Write out the entries below again with "marking" substituted for each "pinning" and nothing else changed. Leave the pictures out of your answer.
□ □ □ □ □ □ □
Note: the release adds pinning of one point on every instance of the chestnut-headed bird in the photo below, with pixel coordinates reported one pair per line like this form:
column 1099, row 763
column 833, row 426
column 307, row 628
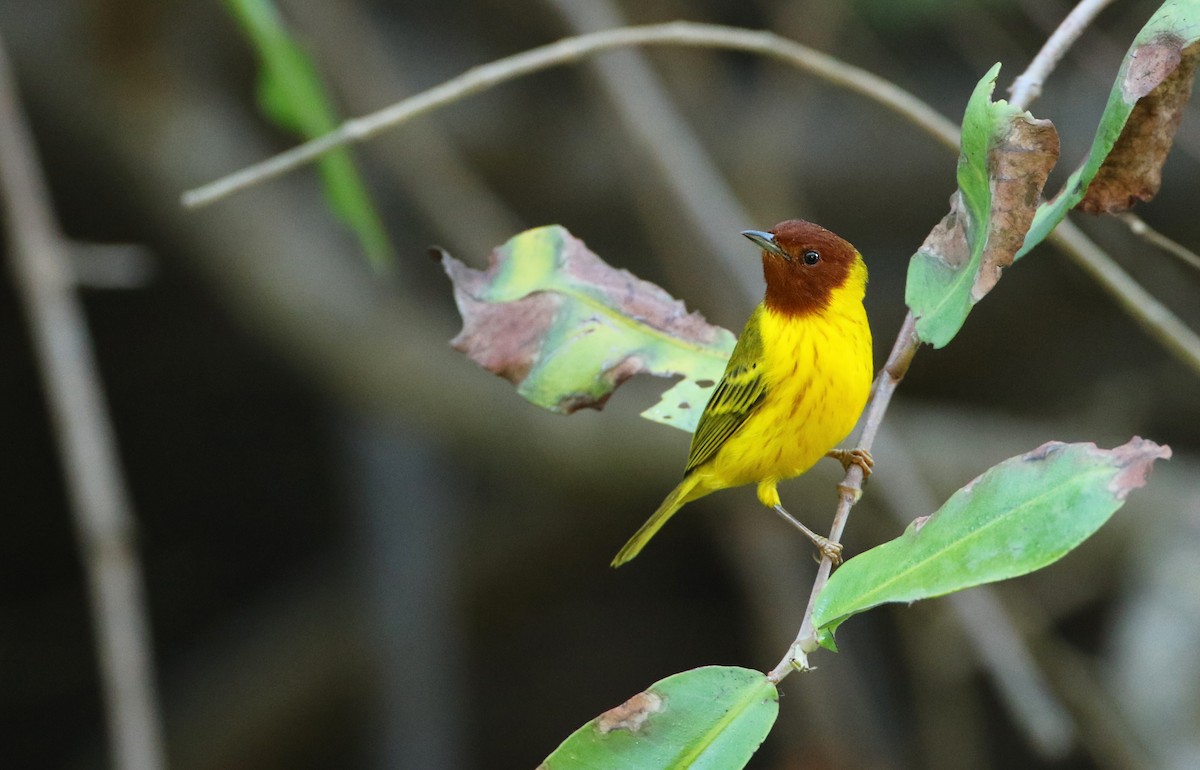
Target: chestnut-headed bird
column 796, row 383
□ □ □ □ □ □ □
◆ Solution ◆
Note: the release adds marking of one point on every instance of the chestnut-headed bird in the photo below, with pixel coordinates reported one pair per line like this form:
column 1099, row 763
column 833, row 426
column 307, row 628
Target: chestnut-headed bird
column 796, row 383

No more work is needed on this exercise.